> _Set problem_: Shift the coordinates in the answers below by adding 59 to each value. Begin at the line that contains "Exercise. Point out the blue sky", continue through the last line, and write every line in that span again in full, changing only the answer coordinates.

━━━━━━━━━━━━━━━━

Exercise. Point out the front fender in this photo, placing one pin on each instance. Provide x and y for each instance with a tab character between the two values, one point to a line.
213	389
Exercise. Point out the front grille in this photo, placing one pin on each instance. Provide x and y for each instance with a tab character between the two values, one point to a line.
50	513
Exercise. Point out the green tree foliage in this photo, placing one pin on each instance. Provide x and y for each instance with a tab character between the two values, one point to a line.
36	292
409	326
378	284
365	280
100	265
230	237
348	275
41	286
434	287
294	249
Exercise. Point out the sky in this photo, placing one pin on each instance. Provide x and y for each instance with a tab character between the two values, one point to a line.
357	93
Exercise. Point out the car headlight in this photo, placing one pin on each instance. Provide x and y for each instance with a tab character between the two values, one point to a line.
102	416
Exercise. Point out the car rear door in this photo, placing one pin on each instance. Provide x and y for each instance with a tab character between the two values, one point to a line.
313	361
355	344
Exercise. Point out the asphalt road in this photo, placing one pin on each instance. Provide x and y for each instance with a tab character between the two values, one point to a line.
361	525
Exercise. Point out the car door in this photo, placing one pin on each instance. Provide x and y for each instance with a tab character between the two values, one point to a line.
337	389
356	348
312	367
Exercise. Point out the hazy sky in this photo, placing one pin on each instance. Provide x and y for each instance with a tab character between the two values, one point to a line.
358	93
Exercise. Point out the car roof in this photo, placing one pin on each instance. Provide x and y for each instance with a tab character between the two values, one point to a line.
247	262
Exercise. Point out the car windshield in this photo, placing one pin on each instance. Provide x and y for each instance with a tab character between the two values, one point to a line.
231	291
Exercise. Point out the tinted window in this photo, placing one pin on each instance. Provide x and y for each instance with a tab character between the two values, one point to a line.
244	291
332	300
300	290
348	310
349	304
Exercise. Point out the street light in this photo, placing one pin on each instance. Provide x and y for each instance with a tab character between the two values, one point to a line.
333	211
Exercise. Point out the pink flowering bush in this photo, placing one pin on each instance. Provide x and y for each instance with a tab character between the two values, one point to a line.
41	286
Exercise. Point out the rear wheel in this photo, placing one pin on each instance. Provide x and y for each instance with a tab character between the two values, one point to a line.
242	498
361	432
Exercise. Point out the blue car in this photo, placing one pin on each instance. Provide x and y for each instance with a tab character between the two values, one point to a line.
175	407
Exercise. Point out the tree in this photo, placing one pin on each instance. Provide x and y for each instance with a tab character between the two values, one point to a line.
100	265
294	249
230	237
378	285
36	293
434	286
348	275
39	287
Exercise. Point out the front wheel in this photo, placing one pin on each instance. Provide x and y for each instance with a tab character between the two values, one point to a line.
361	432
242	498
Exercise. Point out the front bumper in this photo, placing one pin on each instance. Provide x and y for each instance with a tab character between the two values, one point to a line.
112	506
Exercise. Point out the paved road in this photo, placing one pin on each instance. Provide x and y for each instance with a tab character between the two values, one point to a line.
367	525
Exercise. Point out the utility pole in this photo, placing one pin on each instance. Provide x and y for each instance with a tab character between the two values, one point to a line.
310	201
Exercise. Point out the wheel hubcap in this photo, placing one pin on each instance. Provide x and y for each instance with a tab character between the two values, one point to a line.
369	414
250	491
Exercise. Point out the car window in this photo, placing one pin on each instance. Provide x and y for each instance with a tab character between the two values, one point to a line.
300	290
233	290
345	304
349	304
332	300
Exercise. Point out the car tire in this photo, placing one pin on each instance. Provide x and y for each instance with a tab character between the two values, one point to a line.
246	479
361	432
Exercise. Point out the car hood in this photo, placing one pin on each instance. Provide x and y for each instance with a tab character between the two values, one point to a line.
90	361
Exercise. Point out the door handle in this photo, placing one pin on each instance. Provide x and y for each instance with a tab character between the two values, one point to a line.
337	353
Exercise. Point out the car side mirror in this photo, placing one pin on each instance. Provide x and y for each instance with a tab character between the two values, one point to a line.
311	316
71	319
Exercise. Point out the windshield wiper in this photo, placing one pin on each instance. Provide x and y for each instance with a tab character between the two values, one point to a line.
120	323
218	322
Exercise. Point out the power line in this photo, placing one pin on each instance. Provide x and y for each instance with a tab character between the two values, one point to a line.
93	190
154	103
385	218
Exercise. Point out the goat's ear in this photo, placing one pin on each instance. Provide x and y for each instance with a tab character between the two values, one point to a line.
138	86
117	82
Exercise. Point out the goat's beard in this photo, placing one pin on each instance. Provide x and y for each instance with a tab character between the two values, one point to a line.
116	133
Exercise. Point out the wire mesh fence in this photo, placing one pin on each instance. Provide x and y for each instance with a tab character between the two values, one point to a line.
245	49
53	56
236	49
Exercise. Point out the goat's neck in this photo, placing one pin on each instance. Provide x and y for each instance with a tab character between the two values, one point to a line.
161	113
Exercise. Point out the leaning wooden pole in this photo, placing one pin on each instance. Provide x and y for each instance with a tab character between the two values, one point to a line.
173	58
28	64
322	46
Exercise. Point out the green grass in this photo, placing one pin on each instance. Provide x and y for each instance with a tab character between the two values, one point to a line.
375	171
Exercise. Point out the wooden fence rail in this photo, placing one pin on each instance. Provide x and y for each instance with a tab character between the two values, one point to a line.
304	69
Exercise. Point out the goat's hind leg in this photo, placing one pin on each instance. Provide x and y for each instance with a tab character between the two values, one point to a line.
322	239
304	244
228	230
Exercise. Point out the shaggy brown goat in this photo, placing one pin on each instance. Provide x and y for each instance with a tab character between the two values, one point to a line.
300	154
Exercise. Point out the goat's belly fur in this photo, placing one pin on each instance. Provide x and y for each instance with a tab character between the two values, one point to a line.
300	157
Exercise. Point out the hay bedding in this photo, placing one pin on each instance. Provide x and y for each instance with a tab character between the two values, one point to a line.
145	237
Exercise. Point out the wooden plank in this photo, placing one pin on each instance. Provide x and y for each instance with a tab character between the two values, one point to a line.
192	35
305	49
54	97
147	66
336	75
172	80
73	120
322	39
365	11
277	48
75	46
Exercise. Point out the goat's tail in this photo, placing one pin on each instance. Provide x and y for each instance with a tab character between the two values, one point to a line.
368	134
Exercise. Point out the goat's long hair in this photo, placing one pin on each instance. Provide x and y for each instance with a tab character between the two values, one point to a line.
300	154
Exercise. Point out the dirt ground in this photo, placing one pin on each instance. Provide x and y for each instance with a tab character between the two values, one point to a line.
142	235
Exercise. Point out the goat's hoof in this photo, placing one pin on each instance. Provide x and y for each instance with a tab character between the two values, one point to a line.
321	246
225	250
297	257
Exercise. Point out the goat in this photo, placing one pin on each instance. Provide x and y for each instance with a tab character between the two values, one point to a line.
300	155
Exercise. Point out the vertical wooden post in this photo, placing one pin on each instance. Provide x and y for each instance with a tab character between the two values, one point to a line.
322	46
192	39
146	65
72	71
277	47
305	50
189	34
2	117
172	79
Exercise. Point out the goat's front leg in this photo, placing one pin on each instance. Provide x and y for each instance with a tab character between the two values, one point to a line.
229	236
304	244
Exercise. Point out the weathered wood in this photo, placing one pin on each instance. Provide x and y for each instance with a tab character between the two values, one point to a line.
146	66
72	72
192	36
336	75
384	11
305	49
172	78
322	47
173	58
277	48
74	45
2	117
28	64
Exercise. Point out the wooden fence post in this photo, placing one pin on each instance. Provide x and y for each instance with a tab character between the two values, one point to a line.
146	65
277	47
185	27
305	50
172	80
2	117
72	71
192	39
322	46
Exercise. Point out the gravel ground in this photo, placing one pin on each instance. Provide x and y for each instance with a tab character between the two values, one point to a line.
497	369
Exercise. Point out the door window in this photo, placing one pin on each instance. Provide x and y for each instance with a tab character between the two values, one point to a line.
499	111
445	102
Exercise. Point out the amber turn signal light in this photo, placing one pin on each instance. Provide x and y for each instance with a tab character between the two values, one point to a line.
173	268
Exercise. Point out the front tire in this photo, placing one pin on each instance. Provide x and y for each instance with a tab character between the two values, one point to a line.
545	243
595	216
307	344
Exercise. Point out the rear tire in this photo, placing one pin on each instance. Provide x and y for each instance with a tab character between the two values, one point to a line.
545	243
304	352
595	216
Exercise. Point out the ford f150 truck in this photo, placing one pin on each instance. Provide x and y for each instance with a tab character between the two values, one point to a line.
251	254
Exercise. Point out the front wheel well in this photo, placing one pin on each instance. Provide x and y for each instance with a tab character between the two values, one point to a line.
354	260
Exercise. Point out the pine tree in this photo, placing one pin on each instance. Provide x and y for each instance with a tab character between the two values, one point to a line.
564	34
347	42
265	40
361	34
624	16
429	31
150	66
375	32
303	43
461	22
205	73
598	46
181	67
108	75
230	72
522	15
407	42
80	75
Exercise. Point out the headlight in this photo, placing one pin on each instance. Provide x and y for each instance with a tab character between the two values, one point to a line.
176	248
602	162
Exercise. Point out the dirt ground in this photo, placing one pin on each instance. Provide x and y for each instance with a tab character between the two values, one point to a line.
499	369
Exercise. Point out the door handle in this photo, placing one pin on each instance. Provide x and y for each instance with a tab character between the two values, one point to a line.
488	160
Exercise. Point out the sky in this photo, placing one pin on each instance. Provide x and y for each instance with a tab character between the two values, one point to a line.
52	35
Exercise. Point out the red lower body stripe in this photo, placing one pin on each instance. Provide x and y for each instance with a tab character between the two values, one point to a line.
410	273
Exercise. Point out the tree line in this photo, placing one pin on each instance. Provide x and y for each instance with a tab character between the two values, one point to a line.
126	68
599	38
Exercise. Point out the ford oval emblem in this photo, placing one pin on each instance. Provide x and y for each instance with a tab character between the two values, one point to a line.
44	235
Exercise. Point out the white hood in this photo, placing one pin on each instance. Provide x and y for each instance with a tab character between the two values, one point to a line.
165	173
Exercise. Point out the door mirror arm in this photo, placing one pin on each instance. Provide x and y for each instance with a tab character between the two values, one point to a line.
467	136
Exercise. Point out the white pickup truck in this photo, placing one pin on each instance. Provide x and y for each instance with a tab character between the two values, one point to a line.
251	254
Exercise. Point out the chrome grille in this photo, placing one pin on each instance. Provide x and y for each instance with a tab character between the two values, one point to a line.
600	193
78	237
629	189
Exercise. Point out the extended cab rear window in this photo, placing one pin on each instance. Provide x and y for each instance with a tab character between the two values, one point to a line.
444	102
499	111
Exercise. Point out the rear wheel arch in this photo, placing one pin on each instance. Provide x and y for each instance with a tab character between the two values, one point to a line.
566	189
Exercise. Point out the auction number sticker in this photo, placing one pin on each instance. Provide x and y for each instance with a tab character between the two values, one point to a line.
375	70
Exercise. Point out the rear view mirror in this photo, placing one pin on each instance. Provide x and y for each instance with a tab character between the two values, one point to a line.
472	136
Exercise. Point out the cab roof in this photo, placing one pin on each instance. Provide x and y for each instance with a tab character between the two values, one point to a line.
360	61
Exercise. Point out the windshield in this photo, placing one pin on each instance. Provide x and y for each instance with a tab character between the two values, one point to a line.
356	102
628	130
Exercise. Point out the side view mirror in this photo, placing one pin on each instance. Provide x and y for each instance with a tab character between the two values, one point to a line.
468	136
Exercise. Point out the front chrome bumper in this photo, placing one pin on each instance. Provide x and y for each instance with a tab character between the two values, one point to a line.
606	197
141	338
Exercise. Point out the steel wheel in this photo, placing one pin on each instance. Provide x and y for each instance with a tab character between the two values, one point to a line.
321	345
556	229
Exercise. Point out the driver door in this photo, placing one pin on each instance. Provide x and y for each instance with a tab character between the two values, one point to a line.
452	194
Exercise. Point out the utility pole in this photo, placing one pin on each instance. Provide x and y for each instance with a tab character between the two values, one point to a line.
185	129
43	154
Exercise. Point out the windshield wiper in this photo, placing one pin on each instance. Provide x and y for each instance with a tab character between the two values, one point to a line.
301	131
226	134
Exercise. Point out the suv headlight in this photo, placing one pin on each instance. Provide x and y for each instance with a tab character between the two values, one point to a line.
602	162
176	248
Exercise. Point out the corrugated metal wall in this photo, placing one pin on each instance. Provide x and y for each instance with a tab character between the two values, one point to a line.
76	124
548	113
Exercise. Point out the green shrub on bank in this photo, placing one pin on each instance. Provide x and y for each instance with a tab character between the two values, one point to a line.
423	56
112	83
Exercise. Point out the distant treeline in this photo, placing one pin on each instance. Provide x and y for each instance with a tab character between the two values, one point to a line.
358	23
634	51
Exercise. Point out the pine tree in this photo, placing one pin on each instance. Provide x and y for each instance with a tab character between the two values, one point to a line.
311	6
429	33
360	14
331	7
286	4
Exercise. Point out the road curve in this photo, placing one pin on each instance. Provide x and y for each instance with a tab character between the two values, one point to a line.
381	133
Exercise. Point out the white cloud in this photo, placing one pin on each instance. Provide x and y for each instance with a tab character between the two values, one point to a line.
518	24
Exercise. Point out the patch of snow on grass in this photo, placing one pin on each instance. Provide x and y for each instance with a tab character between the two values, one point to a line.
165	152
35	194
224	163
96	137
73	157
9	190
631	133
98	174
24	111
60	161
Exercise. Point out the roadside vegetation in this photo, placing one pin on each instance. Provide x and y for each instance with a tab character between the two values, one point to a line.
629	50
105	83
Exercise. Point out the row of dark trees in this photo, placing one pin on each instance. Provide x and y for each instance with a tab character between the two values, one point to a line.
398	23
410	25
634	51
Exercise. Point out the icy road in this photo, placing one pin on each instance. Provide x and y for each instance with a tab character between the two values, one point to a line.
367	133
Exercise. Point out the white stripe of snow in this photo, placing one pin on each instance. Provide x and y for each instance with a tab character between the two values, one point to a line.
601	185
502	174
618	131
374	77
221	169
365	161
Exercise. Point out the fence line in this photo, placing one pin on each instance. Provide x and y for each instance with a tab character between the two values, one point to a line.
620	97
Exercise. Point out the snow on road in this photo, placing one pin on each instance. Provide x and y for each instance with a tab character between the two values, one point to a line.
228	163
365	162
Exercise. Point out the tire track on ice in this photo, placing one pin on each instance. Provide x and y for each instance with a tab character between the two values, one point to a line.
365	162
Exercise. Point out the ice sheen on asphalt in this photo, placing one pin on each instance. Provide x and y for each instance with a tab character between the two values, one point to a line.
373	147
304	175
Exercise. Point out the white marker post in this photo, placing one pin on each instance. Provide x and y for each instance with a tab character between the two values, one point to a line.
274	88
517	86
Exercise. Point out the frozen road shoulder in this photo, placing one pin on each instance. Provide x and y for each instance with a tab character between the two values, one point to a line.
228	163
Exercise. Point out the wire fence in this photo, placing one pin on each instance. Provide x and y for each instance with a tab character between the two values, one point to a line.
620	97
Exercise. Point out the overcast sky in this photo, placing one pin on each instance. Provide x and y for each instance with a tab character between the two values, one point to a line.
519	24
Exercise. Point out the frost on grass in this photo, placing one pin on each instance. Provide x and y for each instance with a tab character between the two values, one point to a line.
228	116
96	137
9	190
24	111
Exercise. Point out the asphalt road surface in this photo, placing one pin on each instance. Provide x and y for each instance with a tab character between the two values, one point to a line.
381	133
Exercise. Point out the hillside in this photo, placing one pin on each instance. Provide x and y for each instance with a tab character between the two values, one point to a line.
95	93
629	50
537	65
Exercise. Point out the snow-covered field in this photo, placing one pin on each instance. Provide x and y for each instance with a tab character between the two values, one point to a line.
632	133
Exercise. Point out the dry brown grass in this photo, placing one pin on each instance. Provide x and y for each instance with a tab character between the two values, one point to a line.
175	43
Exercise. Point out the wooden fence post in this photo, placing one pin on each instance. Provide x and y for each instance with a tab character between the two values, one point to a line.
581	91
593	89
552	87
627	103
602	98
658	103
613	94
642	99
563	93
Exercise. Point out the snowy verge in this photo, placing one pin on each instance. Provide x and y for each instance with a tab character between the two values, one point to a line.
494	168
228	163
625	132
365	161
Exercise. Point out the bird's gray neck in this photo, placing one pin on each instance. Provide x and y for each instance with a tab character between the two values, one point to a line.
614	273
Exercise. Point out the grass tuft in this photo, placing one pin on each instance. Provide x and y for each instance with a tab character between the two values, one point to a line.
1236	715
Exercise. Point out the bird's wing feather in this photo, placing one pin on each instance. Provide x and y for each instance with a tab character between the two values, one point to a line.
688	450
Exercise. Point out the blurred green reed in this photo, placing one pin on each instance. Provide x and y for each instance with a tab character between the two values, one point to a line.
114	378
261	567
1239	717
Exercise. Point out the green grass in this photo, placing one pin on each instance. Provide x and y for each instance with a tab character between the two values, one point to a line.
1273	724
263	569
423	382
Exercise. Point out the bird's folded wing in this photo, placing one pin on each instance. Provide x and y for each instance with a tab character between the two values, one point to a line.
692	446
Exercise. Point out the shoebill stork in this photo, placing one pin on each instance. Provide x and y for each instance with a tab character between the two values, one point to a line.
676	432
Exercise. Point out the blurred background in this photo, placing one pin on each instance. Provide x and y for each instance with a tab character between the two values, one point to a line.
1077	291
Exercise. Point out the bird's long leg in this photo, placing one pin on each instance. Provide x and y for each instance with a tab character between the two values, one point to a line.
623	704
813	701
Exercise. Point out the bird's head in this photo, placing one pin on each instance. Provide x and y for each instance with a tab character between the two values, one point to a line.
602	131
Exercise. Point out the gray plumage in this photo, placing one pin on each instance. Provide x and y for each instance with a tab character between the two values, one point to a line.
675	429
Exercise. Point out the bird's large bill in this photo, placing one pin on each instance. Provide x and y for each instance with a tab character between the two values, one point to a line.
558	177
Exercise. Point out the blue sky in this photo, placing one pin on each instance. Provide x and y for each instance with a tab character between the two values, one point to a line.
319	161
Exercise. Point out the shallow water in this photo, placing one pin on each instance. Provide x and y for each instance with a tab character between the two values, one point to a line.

━━━━━━━━━━━━━━━━

> _Expected output_:
Exercise. Point out the blue sky in this photo, placing one pin on each instance. Provide x and y for each instance with a tab character between the two values, one point to a line.
378	220
Exercise. Point out the shallow water in this photo, placing one pin on each instance. Provide x and y for each instance with a tab character between the two values, one point to a line.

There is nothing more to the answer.